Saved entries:
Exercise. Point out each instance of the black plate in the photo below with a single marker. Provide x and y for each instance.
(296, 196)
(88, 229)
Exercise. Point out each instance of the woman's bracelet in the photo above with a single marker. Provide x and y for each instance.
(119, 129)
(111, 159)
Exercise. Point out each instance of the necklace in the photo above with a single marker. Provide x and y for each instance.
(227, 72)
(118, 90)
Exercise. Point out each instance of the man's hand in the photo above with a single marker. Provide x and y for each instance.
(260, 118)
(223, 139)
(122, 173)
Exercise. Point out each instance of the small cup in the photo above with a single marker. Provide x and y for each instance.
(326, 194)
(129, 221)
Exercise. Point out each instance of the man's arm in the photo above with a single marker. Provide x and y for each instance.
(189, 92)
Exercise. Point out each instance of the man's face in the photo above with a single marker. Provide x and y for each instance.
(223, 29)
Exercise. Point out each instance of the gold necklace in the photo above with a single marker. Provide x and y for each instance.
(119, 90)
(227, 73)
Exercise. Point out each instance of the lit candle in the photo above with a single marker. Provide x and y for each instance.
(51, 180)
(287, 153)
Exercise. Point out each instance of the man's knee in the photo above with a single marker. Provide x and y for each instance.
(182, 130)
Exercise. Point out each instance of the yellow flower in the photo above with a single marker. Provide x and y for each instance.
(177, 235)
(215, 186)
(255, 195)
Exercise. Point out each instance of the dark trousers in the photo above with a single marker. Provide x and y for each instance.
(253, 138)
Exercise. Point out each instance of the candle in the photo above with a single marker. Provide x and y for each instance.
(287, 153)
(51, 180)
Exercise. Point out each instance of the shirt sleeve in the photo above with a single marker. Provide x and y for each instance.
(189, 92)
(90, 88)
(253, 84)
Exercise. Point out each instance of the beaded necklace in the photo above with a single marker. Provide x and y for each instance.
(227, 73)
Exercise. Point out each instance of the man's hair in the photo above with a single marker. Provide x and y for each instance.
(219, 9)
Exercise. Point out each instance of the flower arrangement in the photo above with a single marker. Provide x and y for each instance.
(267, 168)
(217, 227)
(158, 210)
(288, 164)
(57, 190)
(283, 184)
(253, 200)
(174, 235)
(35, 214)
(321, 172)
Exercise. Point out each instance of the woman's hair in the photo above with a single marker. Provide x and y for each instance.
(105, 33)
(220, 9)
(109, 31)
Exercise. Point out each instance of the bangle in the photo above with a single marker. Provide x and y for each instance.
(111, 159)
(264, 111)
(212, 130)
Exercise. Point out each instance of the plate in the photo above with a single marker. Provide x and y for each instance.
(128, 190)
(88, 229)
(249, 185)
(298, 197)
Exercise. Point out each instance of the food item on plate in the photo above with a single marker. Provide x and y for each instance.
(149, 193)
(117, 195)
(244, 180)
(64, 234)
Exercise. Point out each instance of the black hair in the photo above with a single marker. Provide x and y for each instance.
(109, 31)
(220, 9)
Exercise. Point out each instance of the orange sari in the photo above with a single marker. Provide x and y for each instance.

• Work task: Word for word, repeat each entry shown above.

• Your response:
Exercise. Point out each instance of the black plate in the photo below with a single marker. Provide x and y for each instance.
(296, 196)
(88, 229)
Exercise. Point out each instance of the woman's bracelet in the photo above with a single marker. Provide x and y for each instance.
(119, 129)
(111, 159)
Exercise. Point out each instance of the necklace in the photo above with a single marker. Provide x and y for each instance.
(227, 72)
(118, 90)
Exercise. Point out each instance of the man's hand in the photo above with a single marker. Provide x and y for each instance.
(260, 118)
(223, 139)
(122, 173)
Exercise. Point out each instance of the small cup in the photo above with a single marker. Provide x and y for each instance.
(326, 194)
(129, 221)
Exercise. Point out each instance of the man's arm in the photo above with a single marker. Provide x and y for each instance.
(189, 92)
Exercise. Point out each instance of the man's face in the photo above with a single marker. Provide x and y for each instance.
(223, 29)
Exercise. Point out each instance of the gold necklace in the photo above with a single marker. Provide x and y for each instance.
(119, 90)
(227, 73)
Exercise. Point out each instance of the lit candle in the photo above with a single marker. Provide x and y for each instance.
(51, 180)
(287, 153)
Exercise. Point out each instance of the man's knee in the photo above with a single marker. Provide x and y for each instance.
(182, 130)
Exercise. Point out each instance of the yellow flower in the photo above with a single marker. Provide x and y for each instance.
(177, 235)
(215, 186)
(255, 195)
Exercise. Point out each instance of the dark trousers in the photo above with a single marker. Provide x and y for each instance.
(253, 138)
Exercise. Point out each instance of the candle in the photo above with a single marker. Provide x and y for each instance.
(287, 153)
(51, 180)
Exercise. Point out each instance of the shirt sleeve in the photo above with a single marker. Provide x and y for each instance.
(189, 92)
(90, 88)
(253, 84)
Exercise. Point out each instance of the beaded necklace in the photo above with a single marker. Provide x and y for each instance.
(227, 73)
Exercise. Point out each instance of the man's hair in the photo above with a single marker. Provide x and y for each instance.
(219, 9)
Exercise. Point out each instance of the flower arrangement in the photo above with a single marker. Provide x and y for each instance.
(267, 168)
(217, 227)
(158, 210)
(288, 164)
(57, 190)
(283, 184)
(253, 200)
(174, 235)
(35, 214)
(321, 172)
Exercise. Point out each instance of the woman's hair in the photo above with a single marker. Provide x and y for each instance.
(105, 33)
(220, 9)
(109, 31)
Exercise. Point out each instance of the bangle in the photo above with a single marker. Provide x and y for each instance.
(111, 159)
(264, 111)
(212, 130)
Exercise. Point out each instance of the plate in the photo above with a single marker. Provide x and y for each instance.
(128, 190)
(88, 229)
(249, 185)
(298, 197)
Exercise. Point out each instance of the food item on plate in the photo above with a single marker. Provide x and y for each instance.
(149, 193)
(117, 195)
(244, 180)
(64, 234)
Exercise. Point out each instance of the black hair in the photo above with a single marker. Provide x and y for each instance.
(109, 31)
(220, 9)
Exercise. Point out each instance of the orange sari in the photo above with a single marker. Provide x and y for each instance.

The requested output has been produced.